_INSTRUCTIONS FOR THE TASK_
Transcribe the lines from the one containing "paper label in this photo." to the last line, inclusive, word for word. Include no pictures.

_EXERCISE MATERIAL_
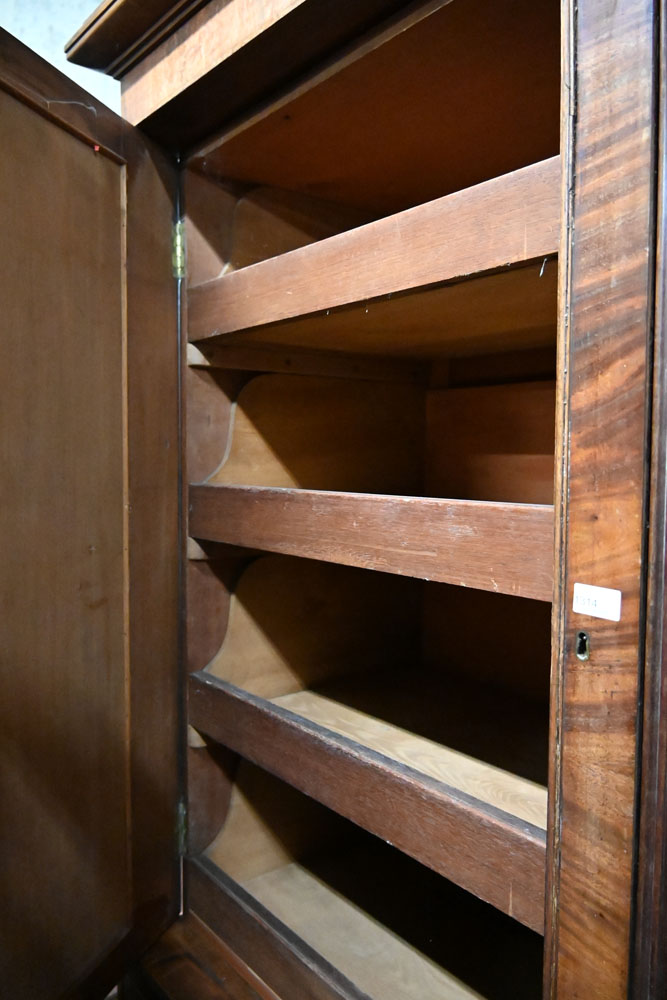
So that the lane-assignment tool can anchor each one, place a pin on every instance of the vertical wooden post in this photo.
(606, 355)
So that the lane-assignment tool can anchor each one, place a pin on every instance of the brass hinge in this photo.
(182, 828)
(178, 249)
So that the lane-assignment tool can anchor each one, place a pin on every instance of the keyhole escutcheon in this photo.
(583, 646)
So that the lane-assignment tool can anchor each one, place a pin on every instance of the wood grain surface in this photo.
(188, 961)
(320, 433)
(516, 796)
(508, 220)
(506, 548)
(222, 61)
(294, 623)
(275, 953)
(382, 965)
(607, 304)
(89, 570)
(404, 115)
(487, 851)
(509, 310)
(650, 940)
(492, 442)
(411, 906)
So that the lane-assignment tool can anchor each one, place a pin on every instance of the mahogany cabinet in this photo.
(334, 491)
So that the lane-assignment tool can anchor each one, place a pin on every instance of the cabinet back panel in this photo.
(328, 434)
(230, 226)
(293, 623)
(492, 443)
(468, 92)
(393, 927)
(491, 638)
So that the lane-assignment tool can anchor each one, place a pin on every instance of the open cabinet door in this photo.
(89, 446)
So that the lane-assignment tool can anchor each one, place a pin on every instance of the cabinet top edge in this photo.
(118, 33)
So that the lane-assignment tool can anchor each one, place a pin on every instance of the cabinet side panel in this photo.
(63, 573)
(607, 316)
(89, 569)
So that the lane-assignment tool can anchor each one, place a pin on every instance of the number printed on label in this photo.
(598, 602)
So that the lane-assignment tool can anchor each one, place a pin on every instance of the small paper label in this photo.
(599, 602)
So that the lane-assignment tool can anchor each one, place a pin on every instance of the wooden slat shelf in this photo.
(502, 547)
(445, 811)
(422, 944)
(505, 222)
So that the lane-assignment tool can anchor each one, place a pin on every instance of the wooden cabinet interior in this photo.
(370, 435)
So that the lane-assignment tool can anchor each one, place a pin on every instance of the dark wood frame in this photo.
(153, 464)
(606, 360)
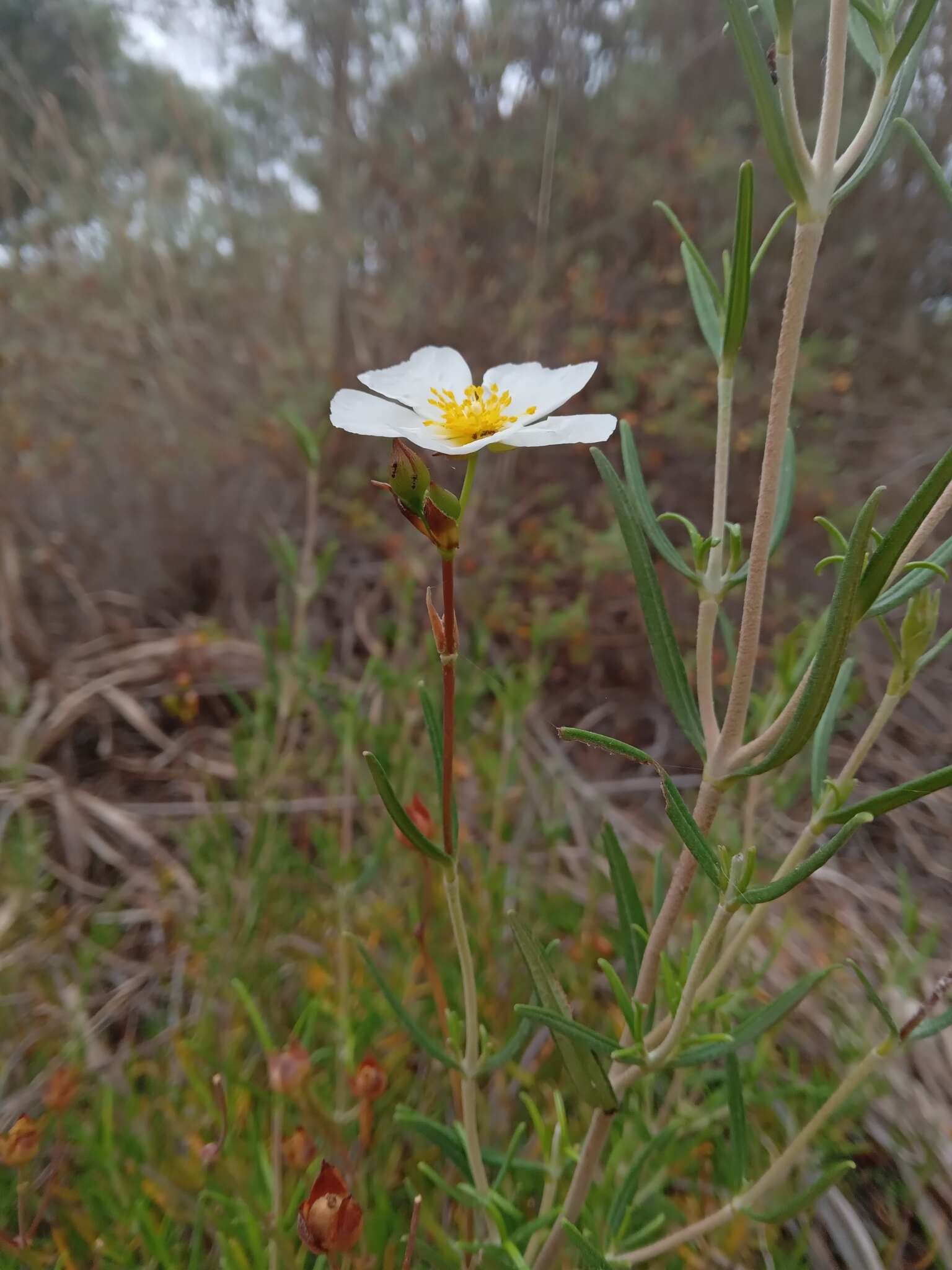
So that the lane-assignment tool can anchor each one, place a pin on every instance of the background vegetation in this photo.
(201, 631)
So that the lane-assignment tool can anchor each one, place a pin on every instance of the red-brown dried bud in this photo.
(288, 1068)
(419, 813)
(61, 1089)
(299, 1150)
(369, 1080)
(329, 1220)
(20, 1145)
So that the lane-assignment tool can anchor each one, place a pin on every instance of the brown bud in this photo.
(288, 1068)
(61, 1089)
(369, 1080)
(20, 1145)
(329, 1220)
(299, 1150)
(419, 813)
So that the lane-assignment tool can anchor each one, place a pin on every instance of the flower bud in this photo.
(369, 1080)
(61, 1089)
(409, 477)
(299, 1150)
(329, 1220)
(288, 1068)
(20, 1145)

_COMPLETED EXERCISE_
So that the lane-assignment tool can anchor each one, place a pin on every instance of the small paper label in this photo.
(599, 602)
So that the lane-assignment tool can anchor each one, place a pin on every instance of the wooden slat shelf in this photo.
(502, 547)
(445, 811)
(422, 944)
(505, 222)
So that the lane-assignment tool can anchor each one, place a pin on every instance of the wooden cabinet interior in this photo.
(370, 435)
So that the lane-assignment tool can anchor each one, place a pin on every instance of the dark wood frame in this photo.
(153, 464)
(606, 360)
So that the lane-assignment tool can anchor each one, place a pin on every instance of the background vegetation in this photo.
(201, 631)
So that the lane-assignment tool can anchor each one, place a pin on every instance of the red-brown dried bud in this photo.
(288, 1068)
(419, 813)
(61, 1089)
(299, 1150)
(369, 1080)
(329, 1220)
(20, 1145)
So that the lane-assignment tool can anchor each one, place a pin on every instance of the brown bud in this photo.
(288, 1068)
(61, 1089)
(369, 1080)
(20, 1145)
(329, 1220)
(299, 1150)
(419, 813)
So that the lane-assignment tool can anchor each one, place a pin on every instance of the flower bud in this photo.
(369, 1080)
(61, 1089)
(409, 477)
(299, 1150)
(329, 1220)
(288, 1068)
(20, 1145)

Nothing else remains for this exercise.